┌─ Source excerpt

Published: Saturday, Sept. 3 2011 9:11 p.m. MDT

Jamaica's Usain Bolt celebrates winning the Men's 200m final at the World Athletics Championships in Daegu, South Korea, Saturday, Sept. 3, 2011.

Anja Niedringhaus, Associated Press

DAEGU, South Korea — Even with the 200 meters already won, Usain Bolt gritted his teeth and dipped his 6-foot-5 frame at the line.

He proved his point.

The Jamaican may have clowned around before the race and renewed his antics afterward, but for 19.40 seconds Saturday at the world championships he was as all business. And when he's this serious, he's impossible to catch.

"I am still the best," he said. "It was beautiful."

Bolt stayed an instant longer in the starting blocks, clearly not wanting to false start as he did in the 100 final when he was disqualified. His slow start hardly mattered. He quickly passed the competition around the curve. From there, it was simply a matter of what his time would be. He didn't let up, huffing and puffing all the way.

It wasn't near his world record of 19.19, but it was the fourth fastest in history. And that's with Bolt admitting he's nowhere near his record form of two years ago at the worlds. He expects that to change for next year's London Games, when the stakes are bigger and the lights brighter.

"I have to come to the Olympics and do my extreme best and blow the peoples' minds," Bolt said.

On Saturday, he was not the entire show. The Americans hauled in five medals to increase their total to 21, four more than Russia.

Allyson Felix and Sanya Richards-Ross led the women's 1,600 team to gold, while Walter Dix wound up with silver, finishing 0.30 seconds behind Bolt. Danielle Carruthers and Dawn Harper couldn't catch Sally Pearson in the 100 hurdles but still took silver and bronze.

└─
┌─ Rows

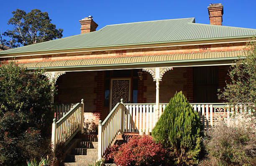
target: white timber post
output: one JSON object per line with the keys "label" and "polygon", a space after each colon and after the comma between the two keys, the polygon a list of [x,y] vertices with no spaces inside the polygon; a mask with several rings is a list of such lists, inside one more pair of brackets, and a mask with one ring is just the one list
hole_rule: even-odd
{"label": "white timber post", "polygon": [[101,152],[102,151],[102,125],[101,125],[101,120],[99,121],[99,127],[98,128],[98,160],[99,161],[101,159]]}
{"label": "white timber post", "polygon": [[83,133],[84,131],[84,99],[81,100],[81,103],[83,105],[81,110],[81,132]]}
{"label": "white timber post", "polygon": [[123,133],[124,131],[124,122],[123,121],[124,121],[124,117],[125,117],[125,110],[124,110],[124,106],[123,106],[123,98],[121,99],[121,102],[120,103],[122,104],[121,106],[121,109],[122,111],[121,111],[121,133]]}
{"label": "white timber post", "polygon": [[51,149],[55,154],[55,149],[56,149],[56,129],[57,128],[56,124],[56,118],[53,119],[53,123],[51,128]]}
{"label": "white timber post", "polygon": [[156,123],[159,120],[159,79],[156,80]]}
{"label": "white timber post", "polygon": [[[66,73],[64,71],[58,71],[58,72],[46,72],[43,73],[44,75],[46,76],[49,80],[50,83],[51,84],[52,88],[55,86],[57,79],[60,75]],[[54,90],[52,90],[51,93],[51,103],[54,103],[54,94],[53,93]]]}
{"label": "white timber post", "polygon": [[154,68],[145,68],[143,71],[146,71],[152,75],[154,80],[156,81],[156,123],[159,120],[159,89],[160,81],[162,80],[162,77],[166,71],[172,70],[172,67],[162,67]]}

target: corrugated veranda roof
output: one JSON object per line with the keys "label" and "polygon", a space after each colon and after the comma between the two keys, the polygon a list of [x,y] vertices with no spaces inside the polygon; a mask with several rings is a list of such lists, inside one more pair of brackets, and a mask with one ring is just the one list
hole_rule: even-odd
{"label": "corrugated veranda roof", "polygon": [[176,61],[180,60],[190,60],[219,58],[223,58],[238,57],[244,56],[243,51],[208,52],[204,53],[172,54],[160,55],[135,56],[123,58],[108,58],[82,59],[79,60],[67,60],[51,62],[37,62],[21,63],[19,65],[24,68],[46,68],[55,67],[66,67],[75,66],[90,66],[97,65],[111,65],[113,64],[132,64],[136,63],[161,61]]}
{"label": "corrugated veranda roof", "polygon": [[3,51],[0,55],[256,35],[256,29],[198,24],[193,23],[194,20],[188,18],[109,25],[95,32]]}

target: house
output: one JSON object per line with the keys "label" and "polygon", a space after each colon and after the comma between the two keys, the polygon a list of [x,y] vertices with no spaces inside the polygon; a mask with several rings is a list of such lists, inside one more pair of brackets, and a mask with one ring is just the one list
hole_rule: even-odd
{"label": "house", "polygon": [[3,50],[8,50],[10,48],[8,46],[0,44],[0,51],[3,51]]}
{"label": "house", "polygon": [[[221,4],[210,5],[208,10],[210,25],[187,18],[97,31],[89,16],[79,20],[80,35],[3,51],[0,59],[15,56],[27,70],[46,68],[57,86],[54,103],[69,104],[69,104],[83,98],[72,117],[61,119],[68,122],[61,124],[56,117],[54,143],[67,141],[85,121],[94,121],[99,123],[100,157],[120,131],[150,132],[176,91],[182,91],[205,126],[225,112],[217,90],[225,86],[234,60],[246,55],[246,43],[256,29],[222,26]],[[56,115],[61,117],[65,111],[60,109]]]}

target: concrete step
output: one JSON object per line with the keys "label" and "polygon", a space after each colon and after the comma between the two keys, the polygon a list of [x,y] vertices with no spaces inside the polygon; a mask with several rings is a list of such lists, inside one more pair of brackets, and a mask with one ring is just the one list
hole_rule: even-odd
{"label": "concrete step", "polygon": [[88,148],[75,148],[72,150],[72,154],[76,155],[97,155],[98,149]]}
{"label": "concrete step", "polygon": [[97,134],[78,134],[76,138],[82,139],[83,141],[98,141],[98,136]]}
{"label": "concrete step", "polygon": [[92,163],[64,163],[62,165],[64,166],[88,166],[89,164]]}
{"label": "concrete step", "polygon": [[98,142],[80,141],[77,144],[77,148],[97,148]]}
{"label": "concrete step", "polygon": [[97,158],[97,154],[95,155],[68,155],[66,157],[66,163],[92,163]]}

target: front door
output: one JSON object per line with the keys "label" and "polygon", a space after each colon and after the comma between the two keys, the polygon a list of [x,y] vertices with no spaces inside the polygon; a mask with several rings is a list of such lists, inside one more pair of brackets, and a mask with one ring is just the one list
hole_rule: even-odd
{"label": "front door", "polygon": [[111,79],[110,86],[111,111],[121,98],[123,103],[129,103],[131,93],[131,78]]}

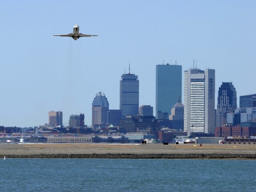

└─

To do:
1. In the article on Usain Bolt's 200-meter win, how far behind Bolt did Walter Dix finish?
2. Please pick up the article on Usain Bolt's 200-meter win after its final sentence and carry it forward.

In response:
1. 0.30 seconds

2.
The surprise of the night for the U.S. came when 21-year-old Matthew Centrowitz finished third in the 1,500, less than a second behind winner Asbel Kiprop of Kenya.

Centrowitz drew inspiration from watching Jenny Barringer Simpson win the women's 1,500 on Thursday.

"(She) made me think it was possible," said Centrowitz, whose father was a two-time Olympian. "She set the tone."

In other finals, Sergey Bakulin of Russia won the 50-kilometer walk, Matthias De Zordo of Germany took the javelin title and Anna Chicherova of Russia beat two-time defending champion Blanka Vlasic of Croatia in the high jump.

On Sunday, Abel Kirui successfully defended his marathon title, completing a Kenyan double in the event.

Kirui, who set a championship record two years ago in Berlin, finished in 2:07:38 to claim Kenya's seventh gold medal of the meet and reaffirm its dominance in the long distances.

Kenyan teammate Vincent Kipruto was second in 2:10:06.

Last week, Edna Kiplagat led Kenta to a sweep in the women's marathon.

Bolt was the headliner Saturday night.

Like a maestro, he performs to his adoring audience. Bolt drew applause simply for stepping into the stadium, more for bumping fists with a track attendant and even more for his signature bow-and-arrow pose.

And this was the warmup act. In the main event, he was simply dazzling.

So in control was Bolt, he could have let up with a few strides of his long legs left — something he's done countless times — but he was out to make a point: He's still the same unbeatable Bolt.

"He ran great," said Dix, who also won silver in the 100.

These days, Bolt is so entertaining other athletes stop what they're doing to catch a glimpse. Felix stood on a step beneath the stadium and gazed out at the scoreboard.